III. İLK DERECE MAHKEMESİ KARARI
İlk Derece Mahkemesinin yukarıdaki başlıkta tarih ve sayısı belirtilen kararı ile; davalı babanın velâyet görevini ihmal ettiği veya kötüye kullandığı, koşulların değiştiği hususunun davacı tarafından ispatlanamadığı gerekçesiyle davacının tedbiren de dahil olmak üzere velâyetin değiştirilmesi ve bu davanın fer'îsi niteliğindeki iştirak nafakası talepli davasının reddine, her ne kadar ortak çocuk anne ile daha fazla görüşmek istediğini bilirkişi raporunu düzenleyen heyete bildirmiş heyet raporunda kişisel ilişkinin iki haftada bir cuma gününden salı gününe kadar kurulmasının çocuğun üstün menfaatine olduğu kanaati belirtilmiş, davacı taraf da her hafta haftanın 4 günü kişisel ilişkin kurulmasını talep etmiş ise de, her hafta sonu kişisel ilişki kurulmasının babanın velâyet hakkını engellenebileceği gibi küçüğün hafta sonu babası ile hiç zaman geçirmemesine sebep olacağı da dikkate alınarak davacının ortak çocuk ile anne arasında kurulan kişisel ilişkinin yeniden düzenlenmesi talepli davasının kısmen kabulüne, ... 9.Aile Mahkemesinin 2020/343 E., 2020/401 K.sayılı ilamı ile ortak çocuk ile anne arasında kurulan kişisel ilişkinin "Her ayın 1.ve 3.haftası Cumartesi günleri saat 09.00 dan Pazar günü saat 19.00 a kadar, dini bayramların 2. günü saat 09.00 dan 3. günü saat 19.00 a kadar, anneler günü saat 09.00 dan saat 19.00 a kadar, Nisan ve Kasım ara tatillerinin ilk Cumartesi saat 09.00 dan takip eden Çarşamba günü saat 19.00 a kadar, sömestr tatilinin ilk haftası 2. günü saat 09.00 dan 8. günü saat 18.00 e kadar, her yıl 1 Temmuz saat: 09.00 dan 31 Temmuz saat 18.00 e kadar" şeklinde değiştirilmesine, davacının ortak çocuk için takdir edilen iştirak nafakasının tedbiren kaldırılması talebi hususunda, velâyetin tedbiren değiştirilmesine karar verilmediğinden karar verilmesine yer olmadığına, davacı anne yararına vekalet ücretine karar verilmiştir.

______________________________

* **Görev tanımı**:
Velayet davasındaki ilk derece mahkemesi kararını anlatan metni kaldığı yerden sürdürün. Satırların bu işle hiçbir ilgisi yok.

* **Mevcut veriler**:
______________________________

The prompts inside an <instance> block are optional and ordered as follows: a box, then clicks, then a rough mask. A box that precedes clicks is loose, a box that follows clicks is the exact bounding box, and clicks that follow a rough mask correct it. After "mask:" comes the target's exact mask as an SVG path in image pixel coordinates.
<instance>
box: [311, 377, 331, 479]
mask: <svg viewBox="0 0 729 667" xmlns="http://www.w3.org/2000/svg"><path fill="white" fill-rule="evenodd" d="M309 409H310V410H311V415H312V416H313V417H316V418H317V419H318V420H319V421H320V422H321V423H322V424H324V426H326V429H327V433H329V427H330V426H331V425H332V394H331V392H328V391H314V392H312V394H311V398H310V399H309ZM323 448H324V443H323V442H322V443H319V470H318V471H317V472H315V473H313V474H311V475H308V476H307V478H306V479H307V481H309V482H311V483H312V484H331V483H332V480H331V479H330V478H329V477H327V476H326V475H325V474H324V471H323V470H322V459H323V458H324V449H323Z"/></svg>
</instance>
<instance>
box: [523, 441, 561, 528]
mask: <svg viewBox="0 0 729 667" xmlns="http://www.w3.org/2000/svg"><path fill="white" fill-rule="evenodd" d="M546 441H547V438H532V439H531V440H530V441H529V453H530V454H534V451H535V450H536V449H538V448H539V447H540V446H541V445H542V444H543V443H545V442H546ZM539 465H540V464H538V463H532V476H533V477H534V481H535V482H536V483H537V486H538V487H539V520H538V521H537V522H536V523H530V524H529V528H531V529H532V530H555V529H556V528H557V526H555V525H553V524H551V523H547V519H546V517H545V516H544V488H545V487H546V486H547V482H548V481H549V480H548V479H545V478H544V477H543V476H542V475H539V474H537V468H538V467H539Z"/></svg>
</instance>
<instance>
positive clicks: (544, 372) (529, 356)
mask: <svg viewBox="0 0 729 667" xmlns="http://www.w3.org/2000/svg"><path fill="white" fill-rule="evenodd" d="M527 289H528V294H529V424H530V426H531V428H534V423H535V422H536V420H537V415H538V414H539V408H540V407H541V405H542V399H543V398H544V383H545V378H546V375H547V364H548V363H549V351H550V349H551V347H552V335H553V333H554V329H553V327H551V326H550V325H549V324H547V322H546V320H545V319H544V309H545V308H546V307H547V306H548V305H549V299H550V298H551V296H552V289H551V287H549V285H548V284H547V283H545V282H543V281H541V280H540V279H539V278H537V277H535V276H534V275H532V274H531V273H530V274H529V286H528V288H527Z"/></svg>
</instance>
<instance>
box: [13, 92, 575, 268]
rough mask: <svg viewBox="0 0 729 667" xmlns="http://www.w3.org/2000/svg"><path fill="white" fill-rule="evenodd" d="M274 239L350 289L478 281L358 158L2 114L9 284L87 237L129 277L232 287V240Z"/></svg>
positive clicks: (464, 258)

______________________________

* **Görevin cevabı**:
IV. İSTİNAF
A. İstinaf Yoluna Başvuranlar
İlk Derece Mahkemesinin yukarıda belirtilen kararına karşı süresi içinde taraf vekilleri istinaf başvurusunda bulunmuştur.
B. İstinaf Sebepleri
1.Davacı anne vekili istinaf dilekçesinde; Mahkemece velâyet ve iştirak nafakası talebinin reddine, kişisel ilişki talebinin ise kısmen kabulüne karar verildiğini, redde yönelik kararları usul ve yasaya uygun bulmadıkları için reddedilen kararlar yönünden istinaf itirazında bulunduklarını, velâyetin değiştirilmesi koşullarının oluştuğunu, velâyetin anneye verilmesinin çocuğun üstün yararına olduğunu, alınan ilk raporda çocuğun gerçek duygularını ifade ettiğini, ancak bu rapor sonrası babanın çocuğun okuluna giderek, hesap sormaya gider gibi çocukla görüştüğünden sonraki alınan raporda çocuğun ilk rapordaki rahatlığı ile beyanda bulunamadığını, davalının ortak çocuğa yönelik psikolojik bu baskının velâyet hakkının kötüye kullanılması olduğunu belirterek, kararın davacı anne lehine reddedilen yönlerden kaldırılması istemi ile istinaf başvurusunda bulunmuştur.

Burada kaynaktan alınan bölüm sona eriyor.